** START OF Data to use **

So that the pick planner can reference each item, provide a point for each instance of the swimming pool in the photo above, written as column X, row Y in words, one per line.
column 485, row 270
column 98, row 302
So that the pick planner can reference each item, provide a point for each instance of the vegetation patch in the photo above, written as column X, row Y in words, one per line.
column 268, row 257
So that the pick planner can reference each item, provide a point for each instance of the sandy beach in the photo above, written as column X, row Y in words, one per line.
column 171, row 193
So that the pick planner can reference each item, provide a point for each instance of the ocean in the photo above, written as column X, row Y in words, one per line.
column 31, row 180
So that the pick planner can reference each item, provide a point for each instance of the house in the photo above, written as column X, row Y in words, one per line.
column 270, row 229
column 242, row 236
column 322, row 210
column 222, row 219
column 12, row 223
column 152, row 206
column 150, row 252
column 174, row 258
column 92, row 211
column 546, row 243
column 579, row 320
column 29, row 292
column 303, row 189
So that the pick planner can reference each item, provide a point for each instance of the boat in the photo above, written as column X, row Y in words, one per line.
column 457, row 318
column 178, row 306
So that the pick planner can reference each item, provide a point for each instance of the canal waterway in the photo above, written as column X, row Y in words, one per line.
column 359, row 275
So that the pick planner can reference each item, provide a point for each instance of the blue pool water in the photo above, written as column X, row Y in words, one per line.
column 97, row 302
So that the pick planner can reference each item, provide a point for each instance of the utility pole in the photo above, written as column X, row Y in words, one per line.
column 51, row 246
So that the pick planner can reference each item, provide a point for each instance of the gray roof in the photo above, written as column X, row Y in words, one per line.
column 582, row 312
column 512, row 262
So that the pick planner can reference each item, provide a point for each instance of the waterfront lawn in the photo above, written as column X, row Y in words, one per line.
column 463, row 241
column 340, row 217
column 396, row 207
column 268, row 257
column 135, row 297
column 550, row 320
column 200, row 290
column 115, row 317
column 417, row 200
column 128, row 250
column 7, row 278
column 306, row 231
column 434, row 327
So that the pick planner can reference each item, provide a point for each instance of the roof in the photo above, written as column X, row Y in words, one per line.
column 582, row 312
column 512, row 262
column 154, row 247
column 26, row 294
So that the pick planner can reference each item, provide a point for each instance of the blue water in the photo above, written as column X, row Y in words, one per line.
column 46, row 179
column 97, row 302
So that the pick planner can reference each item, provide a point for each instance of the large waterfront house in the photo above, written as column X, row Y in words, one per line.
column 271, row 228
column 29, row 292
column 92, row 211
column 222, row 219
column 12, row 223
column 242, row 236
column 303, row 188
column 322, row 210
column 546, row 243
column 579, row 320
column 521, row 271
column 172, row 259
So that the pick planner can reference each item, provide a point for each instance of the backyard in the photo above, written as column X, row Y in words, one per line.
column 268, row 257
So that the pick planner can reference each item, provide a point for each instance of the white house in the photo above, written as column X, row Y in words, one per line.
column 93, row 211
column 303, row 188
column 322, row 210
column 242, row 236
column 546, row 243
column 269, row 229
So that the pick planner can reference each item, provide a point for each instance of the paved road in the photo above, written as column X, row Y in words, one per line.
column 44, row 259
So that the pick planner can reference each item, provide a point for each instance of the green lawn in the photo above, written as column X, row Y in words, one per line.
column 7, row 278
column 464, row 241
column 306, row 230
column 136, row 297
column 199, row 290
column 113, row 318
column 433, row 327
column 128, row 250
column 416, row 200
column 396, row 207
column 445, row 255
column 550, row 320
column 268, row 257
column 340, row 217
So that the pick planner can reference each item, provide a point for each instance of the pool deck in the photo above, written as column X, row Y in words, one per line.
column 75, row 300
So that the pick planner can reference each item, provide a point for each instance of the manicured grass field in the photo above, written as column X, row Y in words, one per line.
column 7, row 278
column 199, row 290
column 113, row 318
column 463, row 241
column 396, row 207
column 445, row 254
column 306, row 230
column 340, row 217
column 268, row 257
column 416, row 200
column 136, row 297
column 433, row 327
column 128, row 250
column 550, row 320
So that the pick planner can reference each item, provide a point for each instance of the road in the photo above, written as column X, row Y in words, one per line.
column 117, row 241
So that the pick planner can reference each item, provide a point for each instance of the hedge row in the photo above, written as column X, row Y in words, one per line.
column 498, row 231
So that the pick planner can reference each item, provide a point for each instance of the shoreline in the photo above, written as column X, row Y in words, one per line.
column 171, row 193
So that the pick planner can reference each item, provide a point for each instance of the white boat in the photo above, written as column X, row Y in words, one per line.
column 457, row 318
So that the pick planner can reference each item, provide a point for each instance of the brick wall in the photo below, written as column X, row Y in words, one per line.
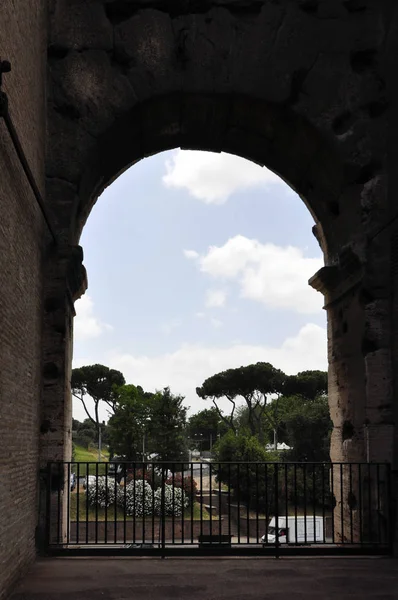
column 22, row 27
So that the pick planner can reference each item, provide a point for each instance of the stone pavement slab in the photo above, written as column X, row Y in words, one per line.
column 211, row 579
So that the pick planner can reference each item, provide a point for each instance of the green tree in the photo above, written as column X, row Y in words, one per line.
column 126, row 427
column 156, row 420
column 256, row 384
column 167, row 427
column 98, row 383
column 247, row 469
column 308, row 430
column 205, row 426
column 308, row 384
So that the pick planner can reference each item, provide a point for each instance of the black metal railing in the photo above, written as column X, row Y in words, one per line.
column 258, row 508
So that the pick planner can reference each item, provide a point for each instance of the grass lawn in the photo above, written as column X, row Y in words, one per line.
column 119, row 511
column 82, row 455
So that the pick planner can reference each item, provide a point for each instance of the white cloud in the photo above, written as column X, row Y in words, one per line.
column 167, row 328
column 276, row 276
column 187, row 368
column 216, row 323
column 215, row 298
column 191, row 254
column 86, row 324
column 212, row 177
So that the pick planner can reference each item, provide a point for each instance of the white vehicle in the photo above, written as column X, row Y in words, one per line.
column 89, row 480
column 303, row 530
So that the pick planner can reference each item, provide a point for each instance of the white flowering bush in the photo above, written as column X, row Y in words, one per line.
column 136, row 499
column 172, row 505
column 106, row 493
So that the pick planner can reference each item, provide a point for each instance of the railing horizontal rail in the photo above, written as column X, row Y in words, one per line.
column 218, row 507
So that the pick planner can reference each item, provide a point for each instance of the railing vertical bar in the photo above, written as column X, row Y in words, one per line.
column 211, row 497
column 87, row 503
column 78, row 507
column 305, row 500
column 183, row 503
column 124, row 502
column 342, row 503
column 370, row 503
column 378, row 504
column 106, row 503
column 314, row 500
column 229, row 501
column 48, row 505
column 201, row 497
column 68, row 500
column 286, row 505
column 219, row 502
column 115, row 509
column 248, row 505
column 96, row 500
column 163, row 511
column 351, row 496
column 360, row 503
column 173, row 503
column 390, row 509
column 60, row 474
column 276, row 469
column 295, row 502
column 238, row 499
column 266, row 497
column 152, row 479
column 257, row 505
column 143, row 503
column 323, row 505
column 193, row 500
column 134, row 502
column 334, row 501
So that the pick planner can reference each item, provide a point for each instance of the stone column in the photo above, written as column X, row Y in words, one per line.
column 65, row 282
column 356, row 293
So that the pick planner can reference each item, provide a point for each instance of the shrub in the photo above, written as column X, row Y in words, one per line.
column 136, row 499
column 173, row 503
column 187, row 484
column 106, row 493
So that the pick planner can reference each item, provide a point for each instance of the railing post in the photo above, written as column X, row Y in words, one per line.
column 48, row 507
column 162, row 513
column 276, row 511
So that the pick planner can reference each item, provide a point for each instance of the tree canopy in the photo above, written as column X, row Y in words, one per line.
column 254, row 383
column 99, row 383
column 160, row 417
column 204, row 427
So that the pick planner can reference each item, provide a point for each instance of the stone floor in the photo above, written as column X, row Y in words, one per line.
column 211, row 579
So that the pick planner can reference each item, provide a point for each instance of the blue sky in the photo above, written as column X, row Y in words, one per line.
column 198, row 262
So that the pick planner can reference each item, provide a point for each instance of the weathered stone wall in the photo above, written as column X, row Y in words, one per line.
column 304, row 87
column 22, row 42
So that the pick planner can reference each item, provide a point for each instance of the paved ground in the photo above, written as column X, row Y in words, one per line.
column 215, row 579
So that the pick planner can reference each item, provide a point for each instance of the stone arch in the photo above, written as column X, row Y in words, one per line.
column 296, row 86
column 266, row 134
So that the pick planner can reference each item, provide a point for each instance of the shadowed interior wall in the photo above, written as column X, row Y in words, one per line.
column 22, row 42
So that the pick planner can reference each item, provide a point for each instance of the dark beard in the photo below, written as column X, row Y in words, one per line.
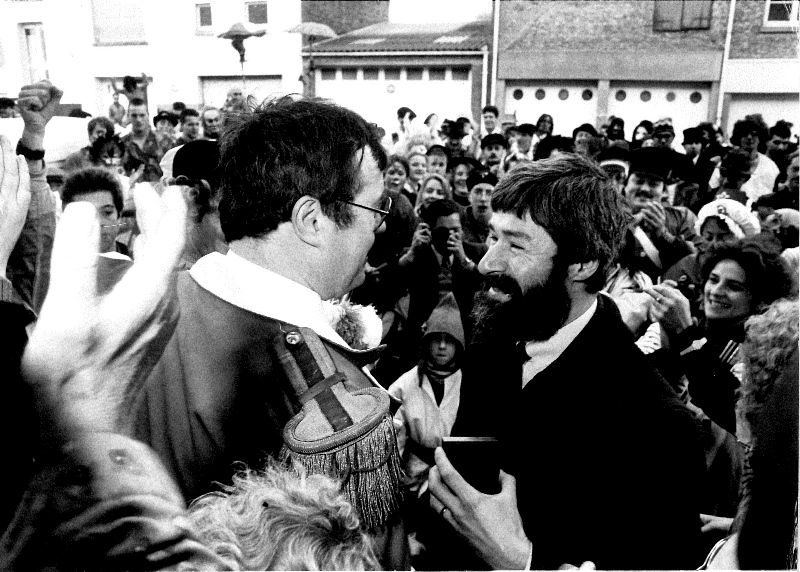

** END OF Data to use **

Requirements:
Could you arrange the lines above, between the line holding "of the sandy" and the line holding "column 359, row 275", inclusive, as a Markdown table with the columns Row and Line, numbering each row and leaving out blank lines?

Exercise solution:
| Row | Line |
|---|---|
| 1 | So that the pick planner can reference each item, provide a point for each instance of the sandy beach in the photo above, written as column X, row Y in words, one per line. |
| 2 | column 171, row 193 |
| 3 | So that the pick planner can reference each item, provide a point for each instance of the ocean in the photo above, written as column X, row Y in words, one per line. |
| 4 | column 31, row 180 |
| 5 | So that the pick planner can reference each item, provide a point for each instance of the house in the photo above, written as column X, row Y in words, one per line. |
| 6 | column 270, row 229 |
| 7 | column 242, row 236 |
| 8 | column 322, row 210 |
| 9 | column 222, row 219 |
| 10 | column 12, row 223 |
| 11 | column 152, row 206 |
| 12 | column 150, row 252 |
| 13 | column 174, row 258 |
| 14 | column 92, row 211 |
| 15 | column 546, row 243 |
| 16 | column 579, row 320 |
| 17 | column 29, row 292 |
| 18 | column 303, row 189 |
| 19 | So that the pick planner can reference each item, provide a point for each instance of the boat in the photo above, written as column X, row Y in words, one per line. |
| 20 | column 457, row 318 |
| 21 | column 178, row 306 |
| 22 | So that the pick planner can reference each item, provide a point for each instance of the canal waterway in the photo above, written as column X, row Y in words, one per line. |
| 23 | column 359, row 275 |